◆ **WHAT THE EXERCISE ASKS**
Reproduce verbatim the lines below, starting at the line that contains "of the building" and continuing through the final line.
^^^^^^^^
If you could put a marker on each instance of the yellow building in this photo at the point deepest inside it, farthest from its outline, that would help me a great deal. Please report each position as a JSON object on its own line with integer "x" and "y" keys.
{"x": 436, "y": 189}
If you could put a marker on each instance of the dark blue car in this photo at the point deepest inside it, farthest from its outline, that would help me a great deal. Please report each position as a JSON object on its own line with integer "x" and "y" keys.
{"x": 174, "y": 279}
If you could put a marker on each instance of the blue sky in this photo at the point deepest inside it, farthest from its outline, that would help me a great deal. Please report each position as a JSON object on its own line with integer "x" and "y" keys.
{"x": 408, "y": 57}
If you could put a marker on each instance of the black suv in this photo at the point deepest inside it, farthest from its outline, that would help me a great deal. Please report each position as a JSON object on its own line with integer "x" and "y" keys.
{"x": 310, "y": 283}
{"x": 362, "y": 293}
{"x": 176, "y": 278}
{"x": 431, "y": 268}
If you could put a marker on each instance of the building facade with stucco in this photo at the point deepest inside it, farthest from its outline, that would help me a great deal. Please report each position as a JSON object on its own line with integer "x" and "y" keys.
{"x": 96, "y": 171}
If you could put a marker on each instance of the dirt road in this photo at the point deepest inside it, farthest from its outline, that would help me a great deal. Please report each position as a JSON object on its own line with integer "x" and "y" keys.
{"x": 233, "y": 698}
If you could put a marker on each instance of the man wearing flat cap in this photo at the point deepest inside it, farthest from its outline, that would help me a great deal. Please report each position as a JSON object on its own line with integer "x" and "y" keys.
^^^^^^^^
◆ **REPLY**
If you could put a marker on each instance of the building facade with stucco in this photo at the point deepest inside it, farthest from its outline, that would help me a great deal. Please report each position as a JSON object on its own line with integer "x" and "y" keys.
{"x": 96, "y": 171}
If you could put a marker on each instance of the dirt road in this photo at the point deepest inside it, farthest from its outline, that would help me a great deal. Please report each position as a JSON object on its own line with integer "x" and "y" keys.
{"x": 233, "y": 698}
If you could put a marker on each instance of the man wearing flat cap in this photo at the point deepest inside it, farthest from its outline, that would help me a great deal. Please report each position as a JSON object on its own line with integer "x" and "y" keys.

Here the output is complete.